Problem to work on.
Return verbatim the run of lines that opens with the line holding "Where can the walnut" and closes with the last line of the records.

Entries provided.

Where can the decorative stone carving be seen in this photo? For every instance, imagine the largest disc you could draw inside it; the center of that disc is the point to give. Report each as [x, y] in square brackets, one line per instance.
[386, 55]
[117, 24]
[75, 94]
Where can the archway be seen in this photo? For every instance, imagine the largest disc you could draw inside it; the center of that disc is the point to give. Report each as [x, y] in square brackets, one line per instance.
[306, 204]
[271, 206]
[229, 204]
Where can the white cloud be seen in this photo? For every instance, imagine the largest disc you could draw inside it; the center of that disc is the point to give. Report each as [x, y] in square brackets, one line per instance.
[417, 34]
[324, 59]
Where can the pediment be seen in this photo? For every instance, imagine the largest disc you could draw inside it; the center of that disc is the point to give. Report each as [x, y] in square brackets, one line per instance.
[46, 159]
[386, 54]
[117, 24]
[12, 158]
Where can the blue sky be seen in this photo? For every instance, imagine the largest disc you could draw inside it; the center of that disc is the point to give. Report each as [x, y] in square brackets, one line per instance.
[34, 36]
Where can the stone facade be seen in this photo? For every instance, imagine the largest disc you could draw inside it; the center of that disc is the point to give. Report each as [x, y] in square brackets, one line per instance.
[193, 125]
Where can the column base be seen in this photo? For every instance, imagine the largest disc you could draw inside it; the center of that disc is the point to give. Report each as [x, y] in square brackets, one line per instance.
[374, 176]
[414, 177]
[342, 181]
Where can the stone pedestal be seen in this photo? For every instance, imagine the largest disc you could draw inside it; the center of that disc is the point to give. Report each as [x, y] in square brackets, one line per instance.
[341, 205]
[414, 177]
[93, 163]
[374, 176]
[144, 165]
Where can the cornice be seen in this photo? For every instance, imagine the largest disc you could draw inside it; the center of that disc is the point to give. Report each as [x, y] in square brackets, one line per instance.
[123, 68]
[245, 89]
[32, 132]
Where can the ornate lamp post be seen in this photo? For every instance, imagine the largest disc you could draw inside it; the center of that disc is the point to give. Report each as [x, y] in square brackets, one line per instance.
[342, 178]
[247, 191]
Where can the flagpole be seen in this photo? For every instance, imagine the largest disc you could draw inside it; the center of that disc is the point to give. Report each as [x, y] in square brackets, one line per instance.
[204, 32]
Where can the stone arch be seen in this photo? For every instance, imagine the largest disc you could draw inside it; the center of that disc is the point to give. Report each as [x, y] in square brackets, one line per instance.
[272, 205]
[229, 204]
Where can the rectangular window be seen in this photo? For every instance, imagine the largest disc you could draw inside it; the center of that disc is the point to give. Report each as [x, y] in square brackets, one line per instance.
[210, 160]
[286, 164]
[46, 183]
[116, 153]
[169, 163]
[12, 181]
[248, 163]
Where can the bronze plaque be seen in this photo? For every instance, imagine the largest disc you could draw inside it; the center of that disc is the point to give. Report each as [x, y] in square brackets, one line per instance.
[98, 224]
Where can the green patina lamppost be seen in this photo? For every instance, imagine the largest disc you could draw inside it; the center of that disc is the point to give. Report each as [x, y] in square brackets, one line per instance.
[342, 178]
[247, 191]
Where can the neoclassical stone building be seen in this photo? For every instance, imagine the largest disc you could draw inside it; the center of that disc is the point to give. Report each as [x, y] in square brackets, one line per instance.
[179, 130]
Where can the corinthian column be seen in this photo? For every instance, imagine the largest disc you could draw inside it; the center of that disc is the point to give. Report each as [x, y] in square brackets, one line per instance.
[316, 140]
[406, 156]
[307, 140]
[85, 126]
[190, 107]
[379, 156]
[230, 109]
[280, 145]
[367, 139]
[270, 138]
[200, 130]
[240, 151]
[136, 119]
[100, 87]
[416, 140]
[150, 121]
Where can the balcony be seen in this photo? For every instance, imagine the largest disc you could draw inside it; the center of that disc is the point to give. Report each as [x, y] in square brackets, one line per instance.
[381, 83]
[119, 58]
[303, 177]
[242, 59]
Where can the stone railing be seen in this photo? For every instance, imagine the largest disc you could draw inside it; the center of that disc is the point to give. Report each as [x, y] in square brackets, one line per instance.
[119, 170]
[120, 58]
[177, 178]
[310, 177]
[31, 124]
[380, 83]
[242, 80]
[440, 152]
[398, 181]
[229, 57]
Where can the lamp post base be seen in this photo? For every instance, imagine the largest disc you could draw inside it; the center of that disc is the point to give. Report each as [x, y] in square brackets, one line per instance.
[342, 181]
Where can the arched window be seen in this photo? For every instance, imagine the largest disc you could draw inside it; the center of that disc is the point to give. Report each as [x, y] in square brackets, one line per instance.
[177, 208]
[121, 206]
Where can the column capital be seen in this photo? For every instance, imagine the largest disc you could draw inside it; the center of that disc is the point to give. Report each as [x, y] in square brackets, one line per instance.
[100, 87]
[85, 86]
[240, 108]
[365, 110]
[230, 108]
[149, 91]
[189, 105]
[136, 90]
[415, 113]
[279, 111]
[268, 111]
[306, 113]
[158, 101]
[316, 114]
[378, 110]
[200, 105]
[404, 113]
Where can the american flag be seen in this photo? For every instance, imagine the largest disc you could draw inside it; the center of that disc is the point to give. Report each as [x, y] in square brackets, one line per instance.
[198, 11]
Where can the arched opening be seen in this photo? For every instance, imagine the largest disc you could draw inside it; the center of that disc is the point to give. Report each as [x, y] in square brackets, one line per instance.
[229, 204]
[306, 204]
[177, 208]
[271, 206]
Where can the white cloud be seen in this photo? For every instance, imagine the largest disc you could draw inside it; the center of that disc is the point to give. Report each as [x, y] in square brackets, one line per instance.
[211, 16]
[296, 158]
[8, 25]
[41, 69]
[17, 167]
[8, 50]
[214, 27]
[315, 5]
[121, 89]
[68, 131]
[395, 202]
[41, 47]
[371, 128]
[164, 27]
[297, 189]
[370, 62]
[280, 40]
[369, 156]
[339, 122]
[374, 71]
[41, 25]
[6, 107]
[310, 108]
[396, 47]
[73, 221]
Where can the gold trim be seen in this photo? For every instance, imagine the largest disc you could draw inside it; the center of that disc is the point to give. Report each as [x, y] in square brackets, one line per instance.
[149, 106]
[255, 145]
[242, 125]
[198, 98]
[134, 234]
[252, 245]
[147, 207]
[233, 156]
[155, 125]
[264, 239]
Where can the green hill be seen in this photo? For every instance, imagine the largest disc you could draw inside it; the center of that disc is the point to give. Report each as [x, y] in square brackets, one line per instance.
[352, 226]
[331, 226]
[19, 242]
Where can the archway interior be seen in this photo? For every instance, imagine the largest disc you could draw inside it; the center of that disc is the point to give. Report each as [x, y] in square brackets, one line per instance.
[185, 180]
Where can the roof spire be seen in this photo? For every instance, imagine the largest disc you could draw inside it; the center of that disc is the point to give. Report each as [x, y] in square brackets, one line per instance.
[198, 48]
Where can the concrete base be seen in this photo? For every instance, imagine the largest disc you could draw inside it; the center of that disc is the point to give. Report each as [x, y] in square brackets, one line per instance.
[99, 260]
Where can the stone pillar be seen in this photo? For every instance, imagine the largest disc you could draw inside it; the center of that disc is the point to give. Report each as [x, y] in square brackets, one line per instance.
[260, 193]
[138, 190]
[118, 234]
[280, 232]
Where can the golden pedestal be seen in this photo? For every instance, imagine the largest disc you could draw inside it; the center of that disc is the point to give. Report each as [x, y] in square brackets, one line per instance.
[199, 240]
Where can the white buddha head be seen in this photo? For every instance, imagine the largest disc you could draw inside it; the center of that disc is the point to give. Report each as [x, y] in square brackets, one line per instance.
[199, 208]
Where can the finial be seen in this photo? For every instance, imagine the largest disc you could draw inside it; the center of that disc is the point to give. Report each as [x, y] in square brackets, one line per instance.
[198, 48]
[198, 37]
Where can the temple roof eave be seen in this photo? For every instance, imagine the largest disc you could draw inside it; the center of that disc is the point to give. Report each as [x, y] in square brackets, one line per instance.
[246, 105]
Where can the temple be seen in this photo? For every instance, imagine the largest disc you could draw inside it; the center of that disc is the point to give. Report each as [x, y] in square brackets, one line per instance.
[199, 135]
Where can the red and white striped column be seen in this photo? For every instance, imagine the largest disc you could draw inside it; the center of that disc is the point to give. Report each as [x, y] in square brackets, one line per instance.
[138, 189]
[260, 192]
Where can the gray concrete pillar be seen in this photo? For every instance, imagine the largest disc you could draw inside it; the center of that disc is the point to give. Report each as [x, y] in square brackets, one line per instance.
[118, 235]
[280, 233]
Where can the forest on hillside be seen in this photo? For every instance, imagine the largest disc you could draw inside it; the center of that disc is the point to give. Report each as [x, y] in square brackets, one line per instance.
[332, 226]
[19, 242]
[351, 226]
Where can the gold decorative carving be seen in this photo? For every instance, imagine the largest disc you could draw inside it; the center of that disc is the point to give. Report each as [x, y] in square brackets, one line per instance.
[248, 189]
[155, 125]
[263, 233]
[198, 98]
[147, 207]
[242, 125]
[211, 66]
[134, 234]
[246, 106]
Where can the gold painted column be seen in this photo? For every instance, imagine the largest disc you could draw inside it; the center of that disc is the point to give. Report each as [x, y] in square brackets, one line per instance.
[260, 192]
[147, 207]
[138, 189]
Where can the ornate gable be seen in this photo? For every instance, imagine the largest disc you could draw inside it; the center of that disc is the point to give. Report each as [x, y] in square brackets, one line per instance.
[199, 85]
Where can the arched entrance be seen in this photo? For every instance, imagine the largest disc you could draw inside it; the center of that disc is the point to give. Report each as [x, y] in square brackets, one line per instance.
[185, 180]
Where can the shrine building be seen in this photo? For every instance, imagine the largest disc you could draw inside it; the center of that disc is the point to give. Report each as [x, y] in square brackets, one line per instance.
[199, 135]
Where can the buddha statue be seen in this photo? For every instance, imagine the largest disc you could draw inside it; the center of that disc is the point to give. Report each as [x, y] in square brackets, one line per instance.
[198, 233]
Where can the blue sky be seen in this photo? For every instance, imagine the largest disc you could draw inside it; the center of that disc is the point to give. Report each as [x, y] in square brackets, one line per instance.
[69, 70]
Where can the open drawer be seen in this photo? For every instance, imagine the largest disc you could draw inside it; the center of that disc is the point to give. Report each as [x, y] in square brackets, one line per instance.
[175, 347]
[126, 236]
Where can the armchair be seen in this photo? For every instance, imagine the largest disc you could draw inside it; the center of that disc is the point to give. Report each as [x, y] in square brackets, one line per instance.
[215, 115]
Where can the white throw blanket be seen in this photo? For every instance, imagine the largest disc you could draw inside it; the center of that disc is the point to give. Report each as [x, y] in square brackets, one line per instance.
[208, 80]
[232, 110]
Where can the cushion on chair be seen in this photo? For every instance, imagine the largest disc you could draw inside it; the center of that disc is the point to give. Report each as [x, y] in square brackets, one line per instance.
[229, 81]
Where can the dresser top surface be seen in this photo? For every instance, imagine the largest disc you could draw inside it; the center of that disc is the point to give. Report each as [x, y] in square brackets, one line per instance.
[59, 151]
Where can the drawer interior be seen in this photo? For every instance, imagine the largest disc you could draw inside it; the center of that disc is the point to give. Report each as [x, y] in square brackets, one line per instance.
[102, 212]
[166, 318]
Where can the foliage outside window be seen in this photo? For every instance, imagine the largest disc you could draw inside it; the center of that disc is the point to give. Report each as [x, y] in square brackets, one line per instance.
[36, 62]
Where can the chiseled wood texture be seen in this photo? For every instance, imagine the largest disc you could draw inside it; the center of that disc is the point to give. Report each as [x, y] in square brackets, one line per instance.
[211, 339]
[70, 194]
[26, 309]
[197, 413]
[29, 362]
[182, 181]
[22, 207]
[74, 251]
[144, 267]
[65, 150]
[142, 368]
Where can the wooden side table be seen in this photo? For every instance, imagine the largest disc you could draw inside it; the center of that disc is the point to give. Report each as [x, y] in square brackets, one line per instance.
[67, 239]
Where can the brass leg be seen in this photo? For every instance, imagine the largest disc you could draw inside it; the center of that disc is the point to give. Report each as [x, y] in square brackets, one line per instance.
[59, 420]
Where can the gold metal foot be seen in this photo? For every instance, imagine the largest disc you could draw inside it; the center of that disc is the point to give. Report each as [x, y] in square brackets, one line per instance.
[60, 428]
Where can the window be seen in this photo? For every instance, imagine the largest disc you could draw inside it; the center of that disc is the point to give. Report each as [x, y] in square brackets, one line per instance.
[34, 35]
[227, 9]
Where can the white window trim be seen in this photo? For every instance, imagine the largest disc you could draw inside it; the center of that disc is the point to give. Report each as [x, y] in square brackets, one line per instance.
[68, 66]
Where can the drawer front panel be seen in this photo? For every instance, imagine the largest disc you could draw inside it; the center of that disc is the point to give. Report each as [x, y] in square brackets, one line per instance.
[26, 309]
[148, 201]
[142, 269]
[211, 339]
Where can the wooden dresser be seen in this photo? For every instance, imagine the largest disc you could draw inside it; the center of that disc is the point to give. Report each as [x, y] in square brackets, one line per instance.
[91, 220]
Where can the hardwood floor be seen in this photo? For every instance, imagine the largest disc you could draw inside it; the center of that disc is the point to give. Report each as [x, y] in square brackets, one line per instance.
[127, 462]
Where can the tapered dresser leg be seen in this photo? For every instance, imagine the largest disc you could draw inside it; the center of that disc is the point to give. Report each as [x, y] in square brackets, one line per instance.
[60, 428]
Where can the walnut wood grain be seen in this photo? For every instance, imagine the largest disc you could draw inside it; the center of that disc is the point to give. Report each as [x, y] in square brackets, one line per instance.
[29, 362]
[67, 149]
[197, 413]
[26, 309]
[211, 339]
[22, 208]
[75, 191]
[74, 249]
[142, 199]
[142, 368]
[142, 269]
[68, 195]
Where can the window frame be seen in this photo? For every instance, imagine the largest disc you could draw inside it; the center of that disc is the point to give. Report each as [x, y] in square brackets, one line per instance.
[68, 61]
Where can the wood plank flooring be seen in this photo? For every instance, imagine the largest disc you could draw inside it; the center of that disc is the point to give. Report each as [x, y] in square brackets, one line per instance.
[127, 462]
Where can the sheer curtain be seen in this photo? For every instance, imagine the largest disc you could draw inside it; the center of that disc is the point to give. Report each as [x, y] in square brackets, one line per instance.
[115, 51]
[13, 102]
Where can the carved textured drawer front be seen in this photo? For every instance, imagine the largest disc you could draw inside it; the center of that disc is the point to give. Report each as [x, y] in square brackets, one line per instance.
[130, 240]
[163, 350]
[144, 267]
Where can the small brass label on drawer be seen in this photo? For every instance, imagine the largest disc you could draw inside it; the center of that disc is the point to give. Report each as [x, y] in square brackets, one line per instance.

Written answer.
Where can the walnut wood grain be seen in this photo? For every instance, imagine the largest disc you could draw inside it; the center of that disc is the point to give. Report each as [x, y] in square brackets, one line per instance.
[29, 362]
[67, 149]
[197, 413]
[26, 309]
[211, 339]
[22, 208]
[75, 191]
[74, 249]
[142, 199]
[142, 368]
[142, 269]
[68, 195]
Where can the window frame be seen in this photo? For every instance, imagine the largest disc you could draw inside it; the center of that disc is the point to give. Report each as [x, y] in square brackets, one line per instance.
[68, 61]
Where can the wood plank flooring be seen in this photo? For every instance, imagine the largest disc you could draw inside it; the center of that disc is the point to give. Report each as [x, y] in square brackets, one line per instance.
[127, 462]
Where can the sheer curtain be seen in this photo? For every instance, imagine the largest disc you could draw inside it; the center of that disc is the point to give. Report each as [x, y] in square brackets, one line per instance.
[115, 51]
[13, 102]
Where can the carved textured drawer front be seen in this photo? For every instance, imagine the largest disc you could draw inside it; the center of that disc is the point to give. Report each as [x, y] in square brackets, one line per instance.
[130, 240]
[163, 350]
[144, 267]
Where can the small brass label on drawer be seen in this photo? For every instance, imagine the largest disc you could draw inside it; the center of that disc is the point to give. Report each as [x, y] in square brackets, one line per instance.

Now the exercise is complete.